Le succès de la récente conférence de presse pour le premier anniversaire du site « Agripedia.nc » qu’il a réalisé avec « La Fabrik » confirme cette digitalisation du tissu économique en cours de chargement. Seules quelques « secousses » politiques perturberaient son accélération. « Je suis assez optimiste sur la situation politique : les deux extrêmes beuglent mais le « vivre ensemble » est déjà une réalité de la société civile ! ». Scud toujours : « Ça fait 30 ans que ce projet pour l’avenir de la Calédonie doit voir le jour mais toujours que dalle : le statut des Jeunes Entreprises Innovantes ou la Station N, c’est que de la com’ ! ». L’homme d’action goûte aussi peu les sempiternelles discussions politiques, que la démagogie autour des « prélèvements » de requins : « on se vante d’être un hot spot de la biodiversité en tuant des espèces protégées ! ».
──────
* TÂCHES À EFFECTUER:
[1] Dans l'extrait sur la numérisation de l'économie calédonienne, relevez les mots et noms que le rédacteur place lui-même entre guillemets, en dehors des paroles qu'il cite.
[2] Donnez la suite de l'extrait sur la numérisation de l'économie calédonienne, à partir de sa dernière phrase.
Le matériel présenté ensuite n'a aucun rapport avec l'extrait.

* DONNÉES FOURNIES:
──────
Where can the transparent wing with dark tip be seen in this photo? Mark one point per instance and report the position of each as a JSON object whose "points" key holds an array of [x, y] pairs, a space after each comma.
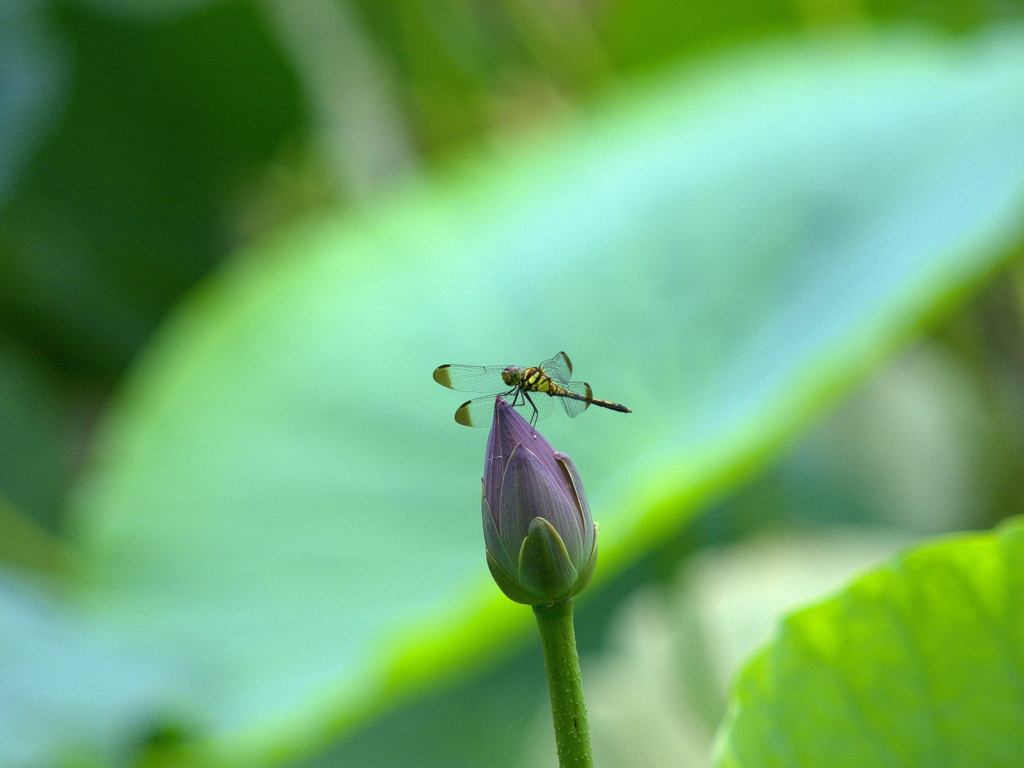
{"points": [[471, 378], [479, 411]]}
──────
* LES RÉPONSES:
[1] « Agripedia.nc », « La Fabrik », « secousses », « prélèvements »

[2]
Le cyclone est passée, le tsunami évité et Mathieu se radoucit alors en évoquant notre beau lagon qu’il sillonne régulièrement sur son bateau, son jet ski ou sa planche de kite ; la Calédonie est désormais sa maison et les parties de pêche, comme les magnifiques plongées sous-marines, ses activités favorites lorsqu’il ne s’occupe pas de son nouveau-né. Levé à cinq heures avec le soleil, notre sportif du quotidien a trouvé un équilibre pro-perso qui lui convient parfaitement : « ici, tout est possible et accessible simplement ! », résume-t-il, finalement heureux. Profondément convaincu que les visions européenne et kanak se mélangent parfaitement et que le « vivre ensemble » est déjà une réalité, il continue d’investir sur le territoire et de prêcher l’évangélisation numérique. Amen !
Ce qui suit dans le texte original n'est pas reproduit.